**SHORT TASK:** Rewrite the listing from the line with "Return one point per instance of the raised arm, each" through its final line, replacing "dreadlocked hair" with "curly hair" and keeping everything else the same.

**DATASET ENTRIES:**
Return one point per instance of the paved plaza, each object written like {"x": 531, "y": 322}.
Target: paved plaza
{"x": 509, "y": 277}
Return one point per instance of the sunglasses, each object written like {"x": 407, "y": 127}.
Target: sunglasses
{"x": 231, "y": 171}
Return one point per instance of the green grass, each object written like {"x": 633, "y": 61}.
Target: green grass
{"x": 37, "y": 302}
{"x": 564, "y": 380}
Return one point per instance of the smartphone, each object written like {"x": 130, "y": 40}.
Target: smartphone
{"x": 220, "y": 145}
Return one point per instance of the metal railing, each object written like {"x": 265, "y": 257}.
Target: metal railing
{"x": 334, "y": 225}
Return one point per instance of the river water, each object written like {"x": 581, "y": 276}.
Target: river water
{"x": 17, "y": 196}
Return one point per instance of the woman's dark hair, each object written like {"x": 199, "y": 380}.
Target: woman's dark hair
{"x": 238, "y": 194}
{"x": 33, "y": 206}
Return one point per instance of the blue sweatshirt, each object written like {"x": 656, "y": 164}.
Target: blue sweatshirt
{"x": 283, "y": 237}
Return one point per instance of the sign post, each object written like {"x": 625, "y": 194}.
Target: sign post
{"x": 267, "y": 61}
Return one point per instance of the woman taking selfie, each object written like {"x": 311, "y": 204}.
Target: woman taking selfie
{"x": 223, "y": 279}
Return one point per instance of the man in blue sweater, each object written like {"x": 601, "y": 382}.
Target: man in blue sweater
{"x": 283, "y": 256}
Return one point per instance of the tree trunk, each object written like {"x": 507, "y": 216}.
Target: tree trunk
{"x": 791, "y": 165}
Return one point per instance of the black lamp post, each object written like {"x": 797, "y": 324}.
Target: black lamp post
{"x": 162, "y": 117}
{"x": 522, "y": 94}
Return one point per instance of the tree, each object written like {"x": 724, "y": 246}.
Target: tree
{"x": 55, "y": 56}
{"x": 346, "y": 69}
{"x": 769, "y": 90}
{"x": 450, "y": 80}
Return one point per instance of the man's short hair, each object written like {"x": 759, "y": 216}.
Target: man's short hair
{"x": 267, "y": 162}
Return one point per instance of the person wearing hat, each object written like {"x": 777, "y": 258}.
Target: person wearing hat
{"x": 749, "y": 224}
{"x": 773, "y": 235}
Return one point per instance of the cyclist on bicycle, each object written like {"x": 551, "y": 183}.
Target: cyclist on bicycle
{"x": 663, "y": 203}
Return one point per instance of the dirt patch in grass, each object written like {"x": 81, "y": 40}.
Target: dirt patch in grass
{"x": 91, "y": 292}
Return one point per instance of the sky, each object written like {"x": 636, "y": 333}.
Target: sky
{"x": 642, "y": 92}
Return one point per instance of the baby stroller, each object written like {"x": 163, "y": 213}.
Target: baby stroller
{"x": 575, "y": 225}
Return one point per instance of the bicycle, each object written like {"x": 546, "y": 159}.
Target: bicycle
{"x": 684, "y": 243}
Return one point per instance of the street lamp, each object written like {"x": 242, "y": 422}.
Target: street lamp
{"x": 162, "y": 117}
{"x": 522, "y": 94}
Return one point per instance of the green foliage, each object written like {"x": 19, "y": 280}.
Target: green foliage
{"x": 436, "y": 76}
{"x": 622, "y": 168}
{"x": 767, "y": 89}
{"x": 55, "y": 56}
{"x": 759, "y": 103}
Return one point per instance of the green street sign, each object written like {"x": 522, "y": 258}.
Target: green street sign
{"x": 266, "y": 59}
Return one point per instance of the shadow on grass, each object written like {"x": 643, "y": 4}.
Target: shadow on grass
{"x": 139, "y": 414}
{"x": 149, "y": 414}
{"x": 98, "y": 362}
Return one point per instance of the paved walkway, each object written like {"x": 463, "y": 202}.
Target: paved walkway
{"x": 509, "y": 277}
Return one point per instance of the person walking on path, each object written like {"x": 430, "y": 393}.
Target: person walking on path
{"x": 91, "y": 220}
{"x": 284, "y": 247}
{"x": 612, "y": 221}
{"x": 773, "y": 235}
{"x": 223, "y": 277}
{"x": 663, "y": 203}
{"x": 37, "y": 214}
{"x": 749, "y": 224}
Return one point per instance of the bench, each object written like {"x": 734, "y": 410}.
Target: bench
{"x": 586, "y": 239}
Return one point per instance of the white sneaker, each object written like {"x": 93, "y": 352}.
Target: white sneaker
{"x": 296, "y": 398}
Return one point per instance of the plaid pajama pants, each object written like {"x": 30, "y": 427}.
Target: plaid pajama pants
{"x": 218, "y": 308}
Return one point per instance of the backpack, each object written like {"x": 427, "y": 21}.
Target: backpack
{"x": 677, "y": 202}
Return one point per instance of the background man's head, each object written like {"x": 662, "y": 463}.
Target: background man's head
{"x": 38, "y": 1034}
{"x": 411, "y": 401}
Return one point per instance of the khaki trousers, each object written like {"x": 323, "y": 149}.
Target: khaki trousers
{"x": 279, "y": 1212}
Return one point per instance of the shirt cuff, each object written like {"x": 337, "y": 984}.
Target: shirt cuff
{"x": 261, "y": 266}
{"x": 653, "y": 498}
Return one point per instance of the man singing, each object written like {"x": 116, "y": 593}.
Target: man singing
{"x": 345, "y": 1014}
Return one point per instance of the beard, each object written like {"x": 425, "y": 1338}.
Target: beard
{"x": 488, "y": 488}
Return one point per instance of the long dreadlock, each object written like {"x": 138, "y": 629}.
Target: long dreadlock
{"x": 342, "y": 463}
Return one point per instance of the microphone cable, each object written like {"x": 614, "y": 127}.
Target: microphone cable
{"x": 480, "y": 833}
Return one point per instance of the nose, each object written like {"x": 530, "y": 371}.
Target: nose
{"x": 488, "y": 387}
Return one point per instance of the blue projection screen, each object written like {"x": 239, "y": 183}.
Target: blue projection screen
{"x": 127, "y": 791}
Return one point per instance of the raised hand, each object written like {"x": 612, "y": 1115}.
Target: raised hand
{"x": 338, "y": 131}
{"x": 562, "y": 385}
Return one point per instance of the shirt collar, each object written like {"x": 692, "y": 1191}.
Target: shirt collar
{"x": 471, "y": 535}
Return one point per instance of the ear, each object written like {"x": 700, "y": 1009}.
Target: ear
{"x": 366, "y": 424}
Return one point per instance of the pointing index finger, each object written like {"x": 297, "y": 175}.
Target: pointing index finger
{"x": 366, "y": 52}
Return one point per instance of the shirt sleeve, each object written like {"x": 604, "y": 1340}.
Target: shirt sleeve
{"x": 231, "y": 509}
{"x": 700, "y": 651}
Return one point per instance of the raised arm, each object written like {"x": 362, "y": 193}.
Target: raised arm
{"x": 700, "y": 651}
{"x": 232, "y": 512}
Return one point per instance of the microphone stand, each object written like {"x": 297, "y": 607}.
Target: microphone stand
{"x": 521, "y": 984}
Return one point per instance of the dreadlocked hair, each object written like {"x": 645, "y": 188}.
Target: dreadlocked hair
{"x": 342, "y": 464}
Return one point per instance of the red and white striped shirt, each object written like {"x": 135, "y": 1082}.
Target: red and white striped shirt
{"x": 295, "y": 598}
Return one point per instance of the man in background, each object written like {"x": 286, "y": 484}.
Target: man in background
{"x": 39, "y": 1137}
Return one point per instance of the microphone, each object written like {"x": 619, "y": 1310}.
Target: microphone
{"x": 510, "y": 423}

**EXERCISE OUTPUT:**
Return one point per instance of the raised arm, each object written like {"x": 362, "y": 193}.
Target: raised arm
{"x": 700, "y": 651}
{"x": 232, "y": 512}
Return one point per instance of the microphone stand, each object written like {"x": 297, "y": 607}.
Target: microphone stand
{"x": 521, "y": 984}
Return one point per instance of the curly hair, each object written like {"x": 645, "y": 188}.
Target: curly hair
{"x": 342, "y": 464}
Return one point per instance of the red and white striped shirt, each object written like {"x": 135, "y": 1082}.
Target: red and white striped shirt
{"x": 295, "y": 598}
Return one point per instance of the man in background, each object written like {"x": 286, "y": 484}.
Target: man in background
{"x": 39, "y": 1137}
Return one point per instance of the microphone, each object written like {"x": 619, "y": 1310}.
Target: microphone
{"x": 510, "y": 423}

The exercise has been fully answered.